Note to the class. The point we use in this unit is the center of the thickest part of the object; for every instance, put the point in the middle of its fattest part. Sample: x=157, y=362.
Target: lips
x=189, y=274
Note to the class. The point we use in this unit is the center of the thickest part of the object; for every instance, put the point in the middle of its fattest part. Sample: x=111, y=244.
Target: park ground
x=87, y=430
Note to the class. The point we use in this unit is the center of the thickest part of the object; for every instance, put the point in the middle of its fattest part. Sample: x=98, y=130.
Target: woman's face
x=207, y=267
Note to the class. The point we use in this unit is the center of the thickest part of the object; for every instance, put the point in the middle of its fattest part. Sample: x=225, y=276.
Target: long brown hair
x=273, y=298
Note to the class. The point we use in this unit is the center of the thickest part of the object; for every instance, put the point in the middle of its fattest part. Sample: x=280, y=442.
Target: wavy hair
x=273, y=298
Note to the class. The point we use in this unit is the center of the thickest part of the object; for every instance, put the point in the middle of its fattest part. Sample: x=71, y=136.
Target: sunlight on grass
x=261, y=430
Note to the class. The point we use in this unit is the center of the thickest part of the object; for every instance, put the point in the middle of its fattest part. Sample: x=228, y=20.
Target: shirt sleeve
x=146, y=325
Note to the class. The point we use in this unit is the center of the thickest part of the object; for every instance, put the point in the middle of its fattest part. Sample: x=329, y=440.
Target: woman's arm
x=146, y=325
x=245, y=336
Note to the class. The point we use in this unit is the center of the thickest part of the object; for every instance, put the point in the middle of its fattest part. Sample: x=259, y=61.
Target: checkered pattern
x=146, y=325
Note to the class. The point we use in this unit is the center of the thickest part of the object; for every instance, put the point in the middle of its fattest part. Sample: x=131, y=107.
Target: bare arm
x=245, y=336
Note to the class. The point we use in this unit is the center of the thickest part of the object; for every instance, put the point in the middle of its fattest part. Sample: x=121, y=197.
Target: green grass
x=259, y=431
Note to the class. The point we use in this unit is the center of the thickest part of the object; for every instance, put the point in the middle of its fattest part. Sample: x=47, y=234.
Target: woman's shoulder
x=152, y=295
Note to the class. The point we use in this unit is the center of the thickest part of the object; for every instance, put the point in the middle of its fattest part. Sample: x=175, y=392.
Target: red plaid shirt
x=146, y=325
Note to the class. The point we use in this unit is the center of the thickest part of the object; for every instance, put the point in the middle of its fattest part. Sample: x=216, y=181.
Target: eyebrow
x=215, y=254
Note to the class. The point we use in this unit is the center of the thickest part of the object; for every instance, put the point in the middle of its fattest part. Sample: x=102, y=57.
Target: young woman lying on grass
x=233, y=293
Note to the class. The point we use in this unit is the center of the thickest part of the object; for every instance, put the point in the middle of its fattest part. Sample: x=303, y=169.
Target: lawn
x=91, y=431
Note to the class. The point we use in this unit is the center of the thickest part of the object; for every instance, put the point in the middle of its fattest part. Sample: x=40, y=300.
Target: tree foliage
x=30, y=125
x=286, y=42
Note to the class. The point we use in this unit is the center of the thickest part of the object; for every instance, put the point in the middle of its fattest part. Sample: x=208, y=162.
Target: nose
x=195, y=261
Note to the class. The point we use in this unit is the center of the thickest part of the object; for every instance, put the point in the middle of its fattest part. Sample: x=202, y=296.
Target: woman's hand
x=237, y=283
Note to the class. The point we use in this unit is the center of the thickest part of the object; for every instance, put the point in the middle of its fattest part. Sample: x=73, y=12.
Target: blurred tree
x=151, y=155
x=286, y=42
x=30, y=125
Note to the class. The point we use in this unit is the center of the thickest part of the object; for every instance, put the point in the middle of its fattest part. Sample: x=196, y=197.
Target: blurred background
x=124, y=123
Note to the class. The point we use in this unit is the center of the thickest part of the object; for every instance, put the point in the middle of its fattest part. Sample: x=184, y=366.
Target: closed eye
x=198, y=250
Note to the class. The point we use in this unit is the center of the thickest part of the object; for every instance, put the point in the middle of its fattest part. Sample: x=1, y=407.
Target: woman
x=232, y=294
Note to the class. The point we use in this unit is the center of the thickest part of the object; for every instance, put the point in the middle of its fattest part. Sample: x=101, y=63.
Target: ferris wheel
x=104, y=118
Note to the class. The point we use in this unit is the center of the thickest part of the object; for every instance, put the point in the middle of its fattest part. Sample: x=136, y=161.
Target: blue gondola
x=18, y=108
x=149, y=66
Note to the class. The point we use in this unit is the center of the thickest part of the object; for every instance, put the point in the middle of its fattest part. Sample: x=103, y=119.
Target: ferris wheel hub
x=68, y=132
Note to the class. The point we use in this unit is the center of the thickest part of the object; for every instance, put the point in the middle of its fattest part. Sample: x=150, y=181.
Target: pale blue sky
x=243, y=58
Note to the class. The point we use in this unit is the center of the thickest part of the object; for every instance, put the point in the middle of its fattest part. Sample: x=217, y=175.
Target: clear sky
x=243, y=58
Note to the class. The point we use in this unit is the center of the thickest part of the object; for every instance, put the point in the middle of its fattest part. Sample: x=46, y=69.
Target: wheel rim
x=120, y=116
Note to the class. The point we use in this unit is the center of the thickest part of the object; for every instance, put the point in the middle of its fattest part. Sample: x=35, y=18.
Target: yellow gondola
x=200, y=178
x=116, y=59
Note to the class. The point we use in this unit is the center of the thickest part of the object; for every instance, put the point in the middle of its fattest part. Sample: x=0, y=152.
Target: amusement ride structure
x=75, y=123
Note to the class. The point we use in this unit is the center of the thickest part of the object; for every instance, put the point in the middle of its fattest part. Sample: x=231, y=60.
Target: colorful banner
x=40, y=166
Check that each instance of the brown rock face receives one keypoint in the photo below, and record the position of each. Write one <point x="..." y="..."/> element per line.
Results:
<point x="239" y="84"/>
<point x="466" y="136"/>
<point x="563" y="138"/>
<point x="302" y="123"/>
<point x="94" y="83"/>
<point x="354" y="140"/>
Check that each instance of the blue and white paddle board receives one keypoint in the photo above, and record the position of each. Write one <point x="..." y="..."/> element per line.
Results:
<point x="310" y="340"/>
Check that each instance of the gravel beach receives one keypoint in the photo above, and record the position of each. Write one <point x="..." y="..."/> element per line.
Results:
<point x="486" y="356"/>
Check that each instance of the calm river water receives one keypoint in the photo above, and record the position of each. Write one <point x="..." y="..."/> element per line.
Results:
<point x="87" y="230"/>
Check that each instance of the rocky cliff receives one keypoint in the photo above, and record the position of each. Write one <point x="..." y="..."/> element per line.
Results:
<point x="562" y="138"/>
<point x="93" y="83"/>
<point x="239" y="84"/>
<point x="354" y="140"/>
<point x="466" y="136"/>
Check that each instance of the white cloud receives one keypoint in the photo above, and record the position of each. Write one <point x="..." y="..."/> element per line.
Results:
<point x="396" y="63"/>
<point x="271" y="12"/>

◆ WORK TO COMPLETE ◆
Give all of the entries above again, switching every "fattest" to "widest" and leaving everything else unchanged.

◆ RESULT OF THE EXERCISE ◆
Note to the class. The point we use in this unit is the center of the thickest part of the object; for every instance, put the point in the middle of its widest part. Sample: x=157, y=362.
Target: lips
x=189, y=274
Note to the class. The point we use in this unit is the center of the thickest part of the object; for every instance, put the point in the middle of its widest part. Sample: x=111, y=244.
Target: park ground
x=87, y=430
Note to the class. The point we use in this unit is the center of the thickest part of the object; for every instance, put the point in the middle of its widest part. Sample: x=98, y=130.
Target: woman's face
x=207, y=267
Note to the class. The point we use in this unit is the center of the thickest part of the object; for every instance, put the point in the middle of its widest part. Sample: x=225, y=276.
Target: long brown hair
x=273, y=298
Note to the class. The point we use in this unit is the center of the thickest part of the object; for every instance, put the point in the middle of its widest part. Sample: x=280, y=442.
Target: wavy hair
x=273, y=298
Note to the class. The point we use in this unit is the center of the thickest part of the object; for every instance, put the point in the middle of its widest part. Sample: x=71, y=136.
Target: sunlight on grass
x=261, y=430
Note to the class. The point we use in this unit is the center of the thickest part of the object; for every instance, put the point in the middle of its widest part. Sample: x=228, y=20.
Target: shirt sleeve
x=146, y=325
Note to the class. The point we use in this unit is the center of the thickest part of the object; for every instance, put the point in the middle of its widest part. Sample: x=329, y=440.
Target: woman's arm
x=146, y=325
x=245, y=336
Note to the class. The point we use in this unit is the center of the thickest part of the object; for every instance, put the point in the middle of its widest part. Sample: x=259, y=61.
Target: checkered pattern
x=146, y=325
Note to the class. The point we use in this unit is the center of the thickest part of the object; for every instance, put the point in the middle of its widest part. Sample: x=131, y=107.
Target: bare arm
x=245, y=336
Note to the class. The point we use in this unit is the center of the thickest part of the object; for every instance, put the point in the middle of its widest part. Sample: x=121, y=197.
Target: green grass
x=259, y=431
Note to the class. The point we use in this unit is the center of the thickest part of the object; for every instance, put the point in the middle of its widest part. Sample: x=47, y=234.
Target: woman's shoulder
x=152, y=295
Note to the class. The point we use in this unit is the center of the thickest part of the object; for every instance, put the point in the middle of its widest part. Sample: x=175, y=392.
Target: red plaid shirt
x=146, y=325
Note to the class. The point we use in this unit is the center of the thickest part of the object; for every instance, put the point in the middle of its widest part. Sample: x=216, y=181.
Target: eyebrow
x=215, y=254
Note to the class. The point we use in this unit is the center of the thickest part of the object; for every instance, put the point in the middle of its widest part. Sample: x=102, y=57.
Target: young woman lying on grass
x=233, y=293
Note to the class. The point we use in this unit is the center of the thickest part of the object; for every instance, put the point in the middle of its widest part. Sample: x=303, y=169.
Target: lawn
x=91, y=431
Note to the class. The point we use in this unit is the center of the thickest part of the object; for every instance, put the point in the middle of its widest part. Sample: x=40, y=300.
Target: tree foliage
x=30, y=125
x=286, y=42
Note to the class. The point we use in this unit is the center of the thickest part of the object; for every instance, put the point in the middle of its widest part. Sample: x=208, y=162.
Target: nose
x=195, y=261
Note to the class. The point we use in this unit is the center of the thickest part of the object; for every instance, put the point in the middle of its widest part. Sample: x=202, y=296.
Target: woman's hand
x=237, y=283
Note to the class. The point we use in this unit is the center of the thickest part of the object; for every instance, put the point in the middle of its widest part. Sample: x=73, y=12.
Target: blurred tree
x=151, y=155
x=286, y=42
x=30, y=125
Note to the class. The point we use in this unit is the center of the thickest part of the object; for every instance, put the point in the middle of its widest part. Sample: x=196, y=197.
Target: blurred background
x=124, y=123
Note to the class. The point we use in this unit is the center of the thickest part of the object; for every instance, put the point in the middle of its widest part. Sample: x=184, y=366.
Target: closed eye
x=198, y=250
Note to the class. The point we use in this unit is the center of the thickest part of the object; for every instance, put the point in the middle of its widest part. Sample: x=1, y=407.
Target: woman
x=232, y=294
Note to the class. The point we use in this unit is the center of the thickest part of the object; for every instance, put the point in the middle of its widest part. Sample: x=101, y=63.
Target: ferris wheel
x=104, y=118
Note to the class. The point we use in this unit is the center of the thickest part of the object; for every instance, put the point in the middle of its widest part. Sample: x=136, y=161.
Target: blue gondola
x=18, y=108
x=149, y=66
Note to the class. The point we use in this unit is the center of the thickest part of the object; for every instance, put the point in the middle of its widest part. Sample: x=103, y=119.
Target: ferris wheel hub
x=68, y=132
Note to the class. The point we use in this unit is the center of the thickest part of the object; for every instance, put the point in the middle of its widest part. Sample: x=150, y=181.
Target: pale blue sky
x=243, y=58
Note to the class. The point we use in this unit is the center of the thickest part of the object; for every instance, put the point in the middle of its widest part. Sample: x=217, y=175.
Target: clear sky
x=243, y=58
Note to the class. The point we use in this unit is the center of the thickest part of the object; for every instance, put the point in the middle of its widest part. Sample: x=46, y=69.
Target: wheel rim
x=120, y=116
Note to the class. The point we use in this unit is the center of the thickest part of the object; for every instance, put the point in the middle of its widest part. Sample: x=35, y=18.
Target: yellow gondola
x=200, y=178
x=116, y=59
Note to the class. The point we use in this unit is the center of the thickest part of the object; for every instance, put the point in the middle of its widest part. Sample: x=0, y=152.
Target: amusement ride structure
x=75, y=123
Note to the class. The point we use in this unit is the center of the thickest part of the object; for every instance, put the point in the middle of its widest part. Sample: x=231, y=60.
Target: colorful banner
x=40, y=166
Check that each instance of the brown rock face receives one keypoint in the photo below, and record the position of each. Write one <point x="..." y="..."/> element per line.
Results:
<point x="239" y="84"/>
<point x="466" y="136"/>
<point x="563" y="138"/>
<point x="302" y="123"/>
<point x="94" y="83"/>
<point x="354" y="140"/>
Check that each instance of the blue and white paddle board receives one keypoint in the photo above, and record the position of each. Write one <point x="..." y="..."/> element per line.
Results:
<point x="310" y="340"/>
Check that each instance of the gravel beach receives one keypoint in the photo above, and record the position of each. Write one <point x="..." y="..."/> element per line.
Results:
<point x="486" y="356"/>
Check that each instance of the calm river water receives one keypoint in the photo above, and record the position of each. Write one <point x="..." y="..."/> element per line.
Results:
<point x="87" y="230"/>
Check that each instance of the rocky cliff receives one keypoint in the photo above, and record the position of each. Write one <point x="..." y="..."/> element per line.
Results:
<point x="562" y="138"/>
<point x="93" y="83"/>
<point x="239" y="84"/>
<point x="354" y="140"/>
<point x="466" y="136"/>
Check that each instance of the white cloud receives one keypoint in the photo above, and record the position of each. Write one <point x="..." y="..."/> element per line.
Results:
<point x="396" y="63"/>
<point x="271" y="12"/>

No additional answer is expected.